━━━━━ Passage to read ━━━━━
0.11.0 • Published 4 years ago

binary-parse v0.11.0

Weekly downloads
16
License
MIT
Repository
github
Last release
4 years ago

binary-parse

binary-parse allows you to define a structure and parse binary data into that structure.

If you've ever analyzed a binary protocol or file format, you know how bloated and unreadable the source code is. It gets even worse when the protocol has funny things like integers that start or end in the middle of a byte, a mixture of little and big endian or structures that are not static but it is decided during parsing which fields are present. binary-parse tries to provide an interface to analyze such binary formats declaratively without losing the ability to dynamically make decisions.
━━━━━ Raw data ━━━━━
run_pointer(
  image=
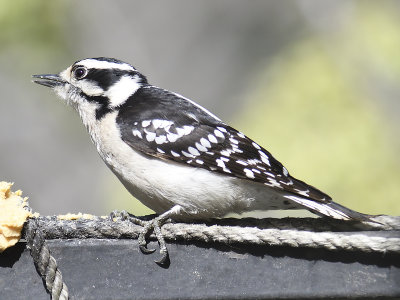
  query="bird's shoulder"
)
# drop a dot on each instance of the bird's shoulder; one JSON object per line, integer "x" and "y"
{"x": 163, "y": 124}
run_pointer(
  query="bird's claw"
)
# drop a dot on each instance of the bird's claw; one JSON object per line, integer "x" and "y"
{"x": 145, "y": 250}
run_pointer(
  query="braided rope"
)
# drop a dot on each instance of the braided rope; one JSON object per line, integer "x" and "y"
{"x": 383, "y": 237}
{"x": 45, "y": 264}
{"x": 380, "y": 237}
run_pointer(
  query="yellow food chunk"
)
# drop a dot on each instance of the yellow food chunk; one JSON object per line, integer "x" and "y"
{"x": 13, "y": 214}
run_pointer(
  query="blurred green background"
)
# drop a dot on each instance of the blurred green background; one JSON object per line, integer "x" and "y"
{"x": 314, "y": 82}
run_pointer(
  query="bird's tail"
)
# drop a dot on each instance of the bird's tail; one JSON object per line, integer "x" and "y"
{"x": 330, "y": 209}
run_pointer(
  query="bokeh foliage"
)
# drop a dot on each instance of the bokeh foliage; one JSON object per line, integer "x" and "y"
{"x": 319, "y": 110}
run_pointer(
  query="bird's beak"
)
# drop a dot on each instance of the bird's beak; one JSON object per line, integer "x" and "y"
{"x": 50, "y": 80}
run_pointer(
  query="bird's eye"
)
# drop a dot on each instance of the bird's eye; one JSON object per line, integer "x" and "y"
{"x": 80, "y": 72}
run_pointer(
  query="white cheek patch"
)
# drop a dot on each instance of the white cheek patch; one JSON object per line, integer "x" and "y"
{"x": 66, "y": 74}
{"x": 89, "y": 87}
{"x": 120, "y": 91}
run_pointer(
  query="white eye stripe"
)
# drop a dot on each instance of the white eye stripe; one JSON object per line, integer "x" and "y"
{"x": 102, "y": 64}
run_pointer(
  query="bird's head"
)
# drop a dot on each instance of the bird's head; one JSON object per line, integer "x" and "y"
{"x": 100, "y": 83}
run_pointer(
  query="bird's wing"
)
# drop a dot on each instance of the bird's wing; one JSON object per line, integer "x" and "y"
{"x": 193, "y": 136}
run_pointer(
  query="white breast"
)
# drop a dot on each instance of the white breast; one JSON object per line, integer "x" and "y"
{"x": 161, "y": 184}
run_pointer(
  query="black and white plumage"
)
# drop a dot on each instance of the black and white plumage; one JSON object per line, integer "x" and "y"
{"x": 175, "y": 156}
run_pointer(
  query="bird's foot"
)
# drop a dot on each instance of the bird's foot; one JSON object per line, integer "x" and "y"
{"x": 154, "y": 225}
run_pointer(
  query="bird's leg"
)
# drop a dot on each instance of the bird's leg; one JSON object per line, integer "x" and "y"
{"x": 156, "y": 225}
{"x": 151, "y": 225}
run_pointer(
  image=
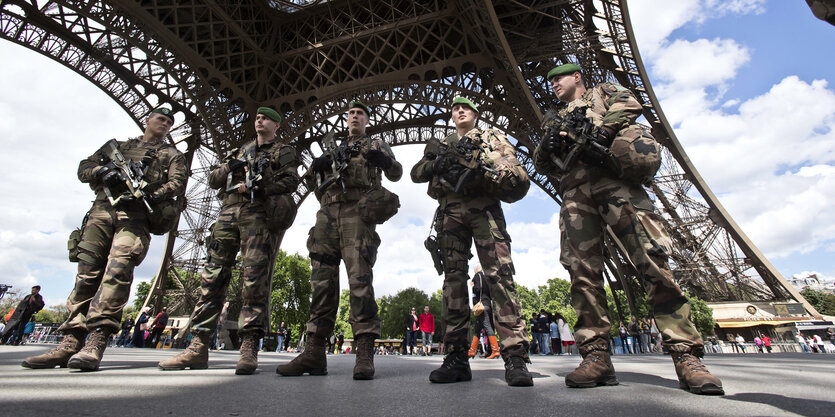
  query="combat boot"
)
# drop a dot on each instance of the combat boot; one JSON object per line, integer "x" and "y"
{"x": 694, "y": 376}
{"x": 60, "y": 355}
{"x": 195, "y": 356}
{"x": 595, "y": 369}
{"x": 456, "y": 367}
{"x": 494, "y": 347}
{"x": 473, "y": 348}
{"x": 312, "y": 361}
{"x": 249, "y": 356}
{"x": 364, "y": 366}
{"x": 89, "y": 357}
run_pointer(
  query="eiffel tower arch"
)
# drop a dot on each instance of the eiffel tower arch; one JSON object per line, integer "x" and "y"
{"x": 215, "y": 62}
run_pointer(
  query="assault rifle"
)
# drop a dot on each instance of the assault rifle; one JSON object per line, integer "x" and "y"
{"x": 132, "y": 172}
{"x": 469, "y": 159}
{"x": 583, "y": 137}
{"x": 340, "y": 155}
{"x": 252, "y": 175}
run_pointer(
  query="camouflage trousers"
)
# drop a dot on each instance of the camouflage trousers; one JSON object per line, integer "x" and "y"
{"x": 243, "y": 227}
{"x": 340, "y": 234}
{"x": 587, "y": 209}
{"x": 112, "y": 244}
{"x": 462, "y": 224}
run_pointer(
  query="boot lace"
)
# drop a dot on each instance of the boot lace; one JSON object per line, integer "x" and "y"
{"x": 692, "y": 362}
{"x": 516, "y": 363}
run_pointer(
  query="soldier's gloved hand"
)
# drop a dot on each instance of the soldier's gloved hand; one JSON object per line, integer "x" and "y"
{"x": 441, "y": 164}
{"x": 113, "y": 177}
{"x": 552, "y": 143}
{"x": 155, "y": 198}
{"x": 378, "y": 158}
{"x": 321, "y": 163}
{"x": 235, "y": 165}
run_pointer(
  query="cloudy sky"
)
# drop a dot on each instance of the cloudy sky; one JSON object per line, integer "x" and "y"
{"x": 745, "y": 83}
━━━━━
**Work to complete**
a) Identify and copy every line of the entries that contains the string "braided", treating uppercase and lowercase letters as distinct.
b) Extend the binary-parse package description by writing what follows its final sentence.

**Answers to the problems**
a)
  query="braided rope"
# drop a dot on each instance of the braided rope; one JSON object per line, integer "x" and "y"

b)
Let's take a look how an IPv4 packet could be parsed (leaving the IP options and the payload raw):

const BinaryParser = require('binary-parse');

const structure =
{
	Header:
	{
		version: 4,
		headerLength: 4,
		tos: 8,
		length: 16,
		identification: ['buffer', 2],
		flags: ['bits', 3],
		fragmentOffset: 13,
		ttl: 8,
		protocol: 8,
		checksum: ['buffer', 2],
		sourceAddress: ['buffer', 4],
		destinationAddress: ['buffer', 4],
		options: ['buffer', (header) => (header.headerLength - 5) * 4],
	},

	Packet:
	{
		header: 'Header',
		body: 'buffer',
	},
};

let parser = new BinaryParser(structure);

let rawPacket = Buffer.from(/* ... */);
let packet = parser.parse(rawPacket, 'Packet');

/*
***Just sample data. Not a real IPv4-packet***
packet =>
{
	header:
	{
		version: 4,
		headerLength: 5,
		tos: 0,
		length: 1337,
		identification: Buffer <42 42>,
		flags: [0, 1, 0],
		fragmentOffset: 4711,
		ttl: 42,
		protocol: 0x10,
		checksum: Buffer <13 37>,
		sourceAddress: Buffer <0a 0d 25 2a>
		destinationAddres: Buffer <0a 0d 25 9f>,
		options: Buffer <...>,
	},
	body: Buffer <43 61 74 73 20 77 69 6c 6c 20 74 61 6b 65 20 6f 76 65 72 20 74 68 65 20 77 6f 72 6c 64 ...>,
}
*/

Usage

To use the binary parser, you have to create a structure and pass it together with the data to parse to a BinaryParser instance. For examples, how to build such a structure, see examples below.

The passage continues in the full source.